━━━ Records supplied
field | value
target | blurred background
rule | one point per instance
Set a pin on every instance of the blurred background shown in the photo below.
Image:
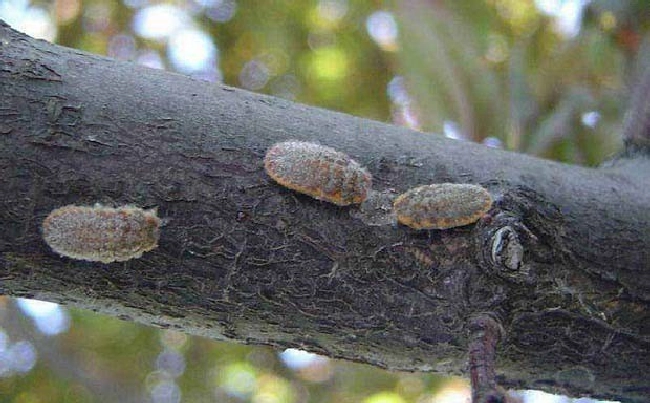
(544, 77)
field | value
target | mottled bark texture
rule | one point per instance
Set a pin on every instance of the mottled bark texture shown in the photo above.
(561, 261)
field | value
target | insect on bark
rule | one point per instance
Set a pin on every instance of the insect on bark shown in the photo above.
(101, 234)
(443, 205)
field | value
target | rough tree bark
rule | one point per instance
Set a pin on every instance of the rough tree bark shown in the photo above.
(562, 260)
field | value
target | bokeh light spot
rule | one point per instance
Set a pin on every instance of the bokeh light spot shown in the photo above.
(384, 397)
(382, 28)
(191, 50)
(159, 21)
(49, 318)
(329, 63)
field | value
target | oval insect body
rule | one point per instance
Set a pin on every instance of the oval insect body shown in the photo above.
(443, 205)
(318, 171)
(101, 234)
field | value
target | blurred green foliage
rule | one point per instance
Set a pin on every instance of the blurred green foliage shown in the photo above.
(498, 69)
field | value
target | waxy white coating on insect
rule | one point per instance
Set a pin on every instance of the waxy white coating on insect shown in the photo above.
(318, 171)
(101, 234)
(443, 205)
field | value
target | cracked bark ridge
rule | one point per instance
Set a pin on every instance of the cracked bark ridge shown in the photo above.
(562, 258)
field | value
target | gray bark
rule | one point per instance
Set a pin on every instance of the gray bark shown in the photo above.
(562, 260)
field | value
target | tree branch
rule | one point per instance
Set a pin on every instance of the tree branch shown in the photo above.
(562, 260)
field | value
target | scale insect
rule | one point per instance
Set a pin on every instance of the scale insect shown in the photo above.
(101, 234)
(318, 171)
(442, 206)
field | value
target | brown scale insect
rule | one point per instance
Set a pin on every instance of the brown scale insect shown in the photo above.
(443, 205)
(101, 234)
(318, 171)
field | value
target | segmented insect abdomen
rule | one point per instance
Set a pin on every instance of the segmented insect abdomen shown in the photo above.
(318, 171)
(101, 234)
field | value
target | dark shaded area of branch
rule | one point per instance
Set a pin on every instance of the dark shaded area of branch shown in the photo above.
(562, 260)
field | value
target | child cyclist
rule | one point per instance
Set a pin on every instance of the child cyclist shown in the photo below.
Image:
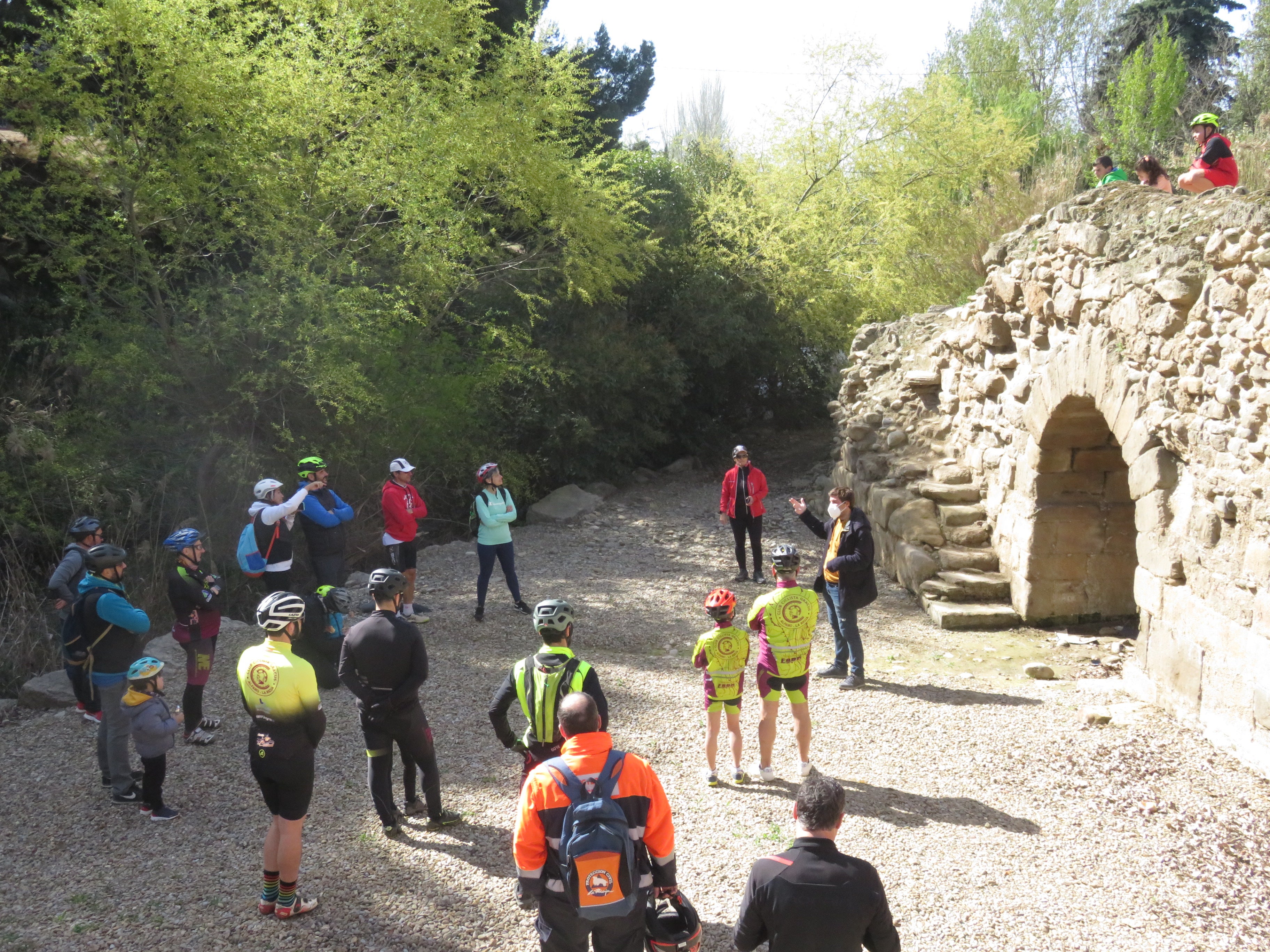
(195, 597)
(723, 654)
(154, 729)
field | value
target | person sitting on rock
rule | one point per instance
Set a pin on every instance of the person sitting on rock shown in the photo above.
(1216, 166)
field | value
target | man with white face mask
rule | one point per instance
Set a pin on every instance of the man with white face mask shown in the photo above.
(846, 580)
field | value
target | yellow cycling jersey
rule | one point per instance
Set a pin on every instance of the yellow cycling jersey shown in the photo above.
(723, 653)
(277, 685)
(785, 620)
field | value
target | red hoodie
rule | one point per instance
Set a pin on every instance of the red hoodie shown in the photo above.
(403, 508)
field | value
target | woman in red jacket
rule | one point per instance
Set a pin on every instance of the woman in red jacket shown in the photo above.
(742, 505)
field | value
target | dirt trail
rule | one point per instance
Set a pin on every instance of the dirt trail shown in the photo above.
(994, 817)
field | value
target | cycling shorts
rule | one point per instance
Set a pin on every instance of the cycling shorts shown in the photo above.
(288, 785)
(714, 704)
(794, 689)
(403, 555)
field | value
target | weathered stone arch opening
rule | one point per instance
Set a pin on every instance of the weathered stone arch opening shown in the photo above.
(1079, 560)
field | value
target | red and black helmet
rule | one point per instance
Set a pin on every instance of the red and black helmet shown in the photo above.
(721, 603)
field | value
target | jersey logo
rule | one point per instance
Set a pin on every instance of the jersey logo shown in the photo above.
(600, 884)
(263, 678)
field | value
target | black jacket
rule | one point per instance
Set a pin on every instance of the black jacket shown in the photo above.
(815, 899)
(854, 559)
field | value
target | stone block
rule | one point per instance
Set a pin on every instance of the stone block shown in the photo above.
(914, 565)
(947, 493)
(954, 516)
(1156, 469)
(47, 691)
(563, 505)
(1156, 556)
(917, 523)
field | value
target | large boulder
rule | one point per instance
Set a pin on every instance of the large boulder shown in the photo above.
(563, 505)
(47, 691)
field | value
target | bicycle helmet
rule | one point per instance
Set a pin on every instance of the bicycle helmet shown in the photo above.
(386, 583)
(310, 465)
(104, 556)
(265, 488)
(84, 526)
(145, 668)
(785, 558)
(279, 610)
(672, 925)
(721, 603)
(337, 600)
(183, 539)
(553, 615)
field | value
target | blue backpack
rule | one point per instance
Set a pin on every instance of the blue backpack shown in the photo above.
(251, 560)
(597, 854)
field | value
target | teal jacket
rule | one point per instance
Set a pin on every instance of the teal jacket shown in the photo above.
(496, 512)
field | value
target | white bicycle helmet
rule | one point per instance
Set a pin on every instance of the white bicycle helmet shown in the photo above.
(265, 488)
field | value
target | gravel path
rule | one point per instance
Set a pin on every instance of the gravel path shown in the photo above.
(996, 819)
━━━━━━
List every line in the records that contains the word "light".

target | bokeh light spot
Set a pin on every instance of the bokeh light spot shown in the photo above.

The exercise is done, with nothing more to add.